DATA RECORDS Block Start

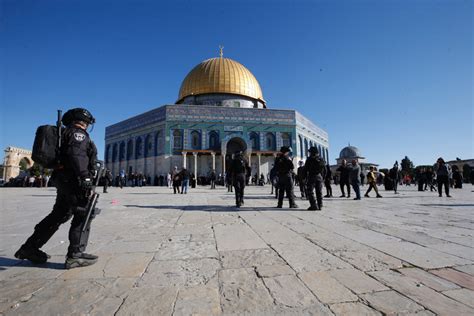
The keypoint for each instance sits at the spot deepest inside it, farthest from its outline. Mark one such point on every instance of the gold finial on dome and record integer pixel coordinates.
(221, 51)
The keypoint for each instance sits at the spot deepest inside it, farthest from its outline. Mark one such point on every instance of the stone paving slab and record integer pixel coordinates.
(196, 254)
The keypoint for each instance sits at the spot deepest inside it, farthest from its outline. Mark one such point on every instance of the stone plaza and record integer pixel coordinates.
(196, 254)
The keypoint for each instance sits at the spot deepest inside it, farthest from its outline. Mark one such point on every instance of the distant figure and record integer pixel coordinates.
(443, 171)
(285, 171)
(344, 178)
(327, 181)
(354, 177)
(394, 176)
(372, 181)
(301, 178)
(238, 171)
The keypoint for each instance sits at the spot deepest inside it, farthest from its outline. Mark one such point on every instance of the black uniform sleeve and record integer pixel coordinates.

DATA RECORDS Block End

## TASK STATEMENT
Transcribe the records above exactly, without images.

## RESPONSE BOX
The keypoint for each instance sits at the spot deepest inside it, farthest from its outline. Mark one such point on every instance of the gold finial on dome and record integer pixel coordinates.
(221, 51)
The keypoint for each instance sits at the spot deepest inside it, farthest from its outline. Mark one such point on every instance of the stone paving slab and record integer pixel coordinates.
(196, 254)
The keypoint for each instance sits at the spot deepest inside it, farthest from its outline. Mark one such point on every instance of the stone plaza and record integer pixel coordinates.
(196, 254)
The keypoint for each instance sits at the spot deepest inside it, farthest from its outline. Mark one such point on every instance of the distant figure and record integer pixel coordinates.
(443, 171)
(285, 171)
(344, 178)
(327, 181)
(354, 177)
(394, 176)
(372, 181)
(301, 178)
(238, 171)
The keypoint for each instance sits at the spot deepest inside it, farthest from its outline. Mark one such point on every instance of the black uniform sleeve and record integer pixel coordinates.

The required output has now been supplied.